EXERCISE: Quote the passage about James Hackett word for word, starting with "James saw more" and going on through "a prisoner exchange.".

TEXT SHOWN:

-- -- --

If James Hackett’s life was about anything, it was about America. Born to a family of Massachusetts shipwrights in 1739, Hackett apprenticed in crafting the most sophisticated products made in Britain’s American colonies: merchant sailing ships. He was about 15 when longstanding European tensions erupted into the worldwide conflict known in America as the French and Indian War, and was quick to enlist in the most celebrated American unit to emerge from that bloody conflict—Rogers’ Rangers, the spiritual forebears of today’s U.S. special-operations forces.
James saw more brutal combat before the age of 21 than many career soldiers saw in a lifetime. In a small corps where promotion came hard, he earned the silver lace of a sergeant while still a teenager and fought at the head of the British army as it pushed its way up Lake Champlain toward Canada. In 1758 he was one of two survivors of an 11-man patrol ambushed by an enemy war party numbering more than 50. The other survivor was taken prisoner after having a compatriot’s heart stuffed in his mouth. A year later, Hackett himself was taken prisoner while reconnoitering about 70 miles north of his lines. Half of his patrol was wiped out, and he spent several months in captivity in Montreal before being released in a prisoner exchange.

-- -- --

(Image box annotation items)

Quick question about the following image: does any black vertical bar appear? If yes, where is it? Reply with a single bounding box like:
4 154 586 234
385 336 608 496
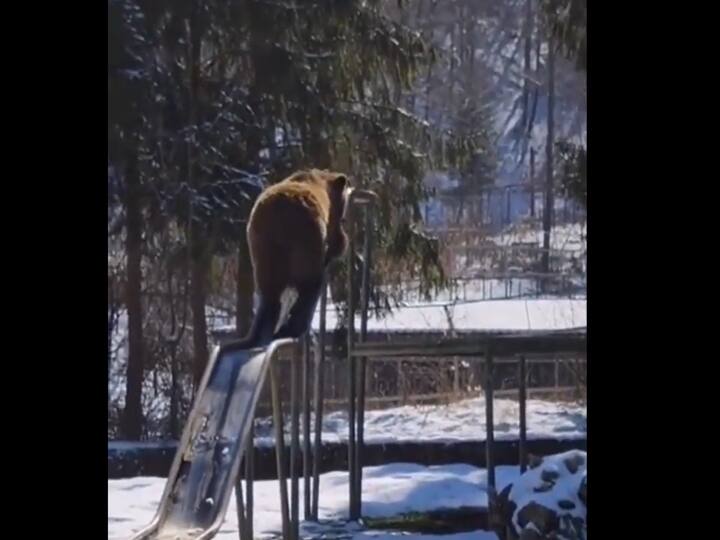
518 356 527 473
245 424 255 540
290 347 300 540
355 205 372 518
302 334 310 521
312 281 327 521
347 208 358 520
235 474 248 540
530 146 535 218
270 357 290 540
485 345 495 516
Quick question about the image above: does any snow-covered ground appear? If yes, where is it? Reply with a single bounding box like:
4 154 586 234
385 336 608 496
256 397 587 445
108 463 519 540
108 397 587 450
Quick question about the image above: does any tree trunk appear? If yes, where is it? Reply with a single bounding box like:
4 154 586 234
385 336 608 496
235 233 255 337
190 252 209 390
542 36 555 283
121 155 144 440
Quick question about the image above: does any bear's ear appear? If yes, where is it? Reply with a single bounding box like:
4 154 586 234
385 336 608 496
333 174 348 190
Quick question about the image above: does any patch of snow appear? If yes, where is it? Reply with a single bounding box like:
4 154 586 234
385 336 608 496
108 463 519 540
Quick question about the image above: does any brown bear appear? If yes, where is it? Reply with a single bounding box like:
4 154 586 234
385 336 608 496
229 169 351 350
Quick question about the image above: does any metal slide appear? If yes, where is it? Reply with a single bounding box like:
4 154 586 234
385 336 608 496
132 339 295 540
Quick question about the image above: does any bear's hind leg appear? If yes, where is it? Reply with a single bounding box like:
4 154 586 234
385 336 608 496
273 279 322 339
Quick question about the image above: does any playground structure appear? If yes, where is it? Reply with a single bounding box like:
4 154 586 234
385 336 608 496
133 190 586 540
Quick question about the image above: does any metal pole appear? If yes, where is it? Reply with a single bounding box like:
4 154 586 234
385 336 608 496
235 474 252 540
290 349 300 540
302 334 310 521
518 355 527 474
270 358 290 540
312 281 327 521
347 208 358 521
355 205 372 518
245 419 255 540
485 345 495 516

-- -- --

RESULT OF THE EXERCISE:
James saw more brutal combat before the age of 21 than many career soldiers saw in a lifetime. In a small corps where promotion came hard, he earned the silver lace of a sergeant while still a teenager and fought at the head of the British army as it pushed its way up Lake Champlain toward Canada. In 1758 he was one of two survivors of an 11-man patrol ambushed by an enemy war party numbering more than 50. The other survivor was taken prisoner after having a compatriot’s heart stuffed in his mouth. A year later, Hackett himself was taken prisoner while reconnoitering about 70 miles north of his lines. Half of his patrol was wiped out, and he spent several months in captivity in Montreal before being released in a prisoner exchange.